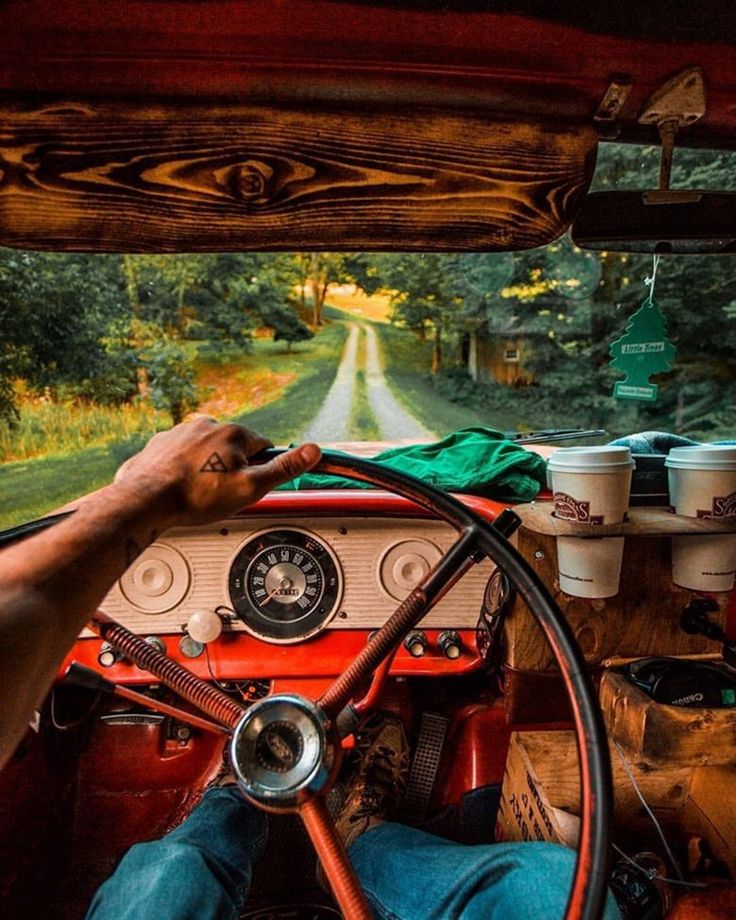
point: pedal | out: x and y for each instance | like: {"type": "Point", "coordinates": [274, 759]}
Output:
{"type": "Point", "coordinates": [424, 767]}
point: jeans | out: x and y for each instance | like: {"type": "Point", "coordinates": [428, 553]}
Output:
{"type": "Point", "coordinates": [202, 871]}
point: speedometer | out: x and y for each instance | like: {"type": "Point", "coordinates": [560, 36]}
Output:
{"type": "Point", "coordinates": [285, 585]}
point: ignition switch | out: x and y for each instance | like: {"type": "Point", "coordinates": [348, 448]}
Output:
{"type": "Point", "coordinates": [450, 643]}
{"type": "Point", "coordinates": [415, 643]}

+ + + + + + +

[DESCRIPTION OF THE TASK]
Transcribe all the records above word for word, without their images.

[RESPONSE FOR THIS EXERCISE]
point: pedal | out: x and y for each instance | like: {"type": "Point", "coordinates": [274, 759]}
Output:
{"type": "Point", "coordinates": [424, 767]}
point: jeans | out: x and y for each instance | like: {"type": "Point", "coordinates": [428, 553]}
Output:
{"type": "Point", "coordinates": [202, 871]}
point: speedometer | out: x and y for each instance | like: {"type": "Point", "coordinates": [560, 36]}
Output:
{"type": "Point", "coordinates": [285, 585]}
point: ignition switch | out: x and y for each instance | like: {"type": "Point", "coordinates": [348, 448]}
Output:
{"type": "Point", "coordinates": [450, 643]}
{"type": "Point", "coordinates": [415, 643]}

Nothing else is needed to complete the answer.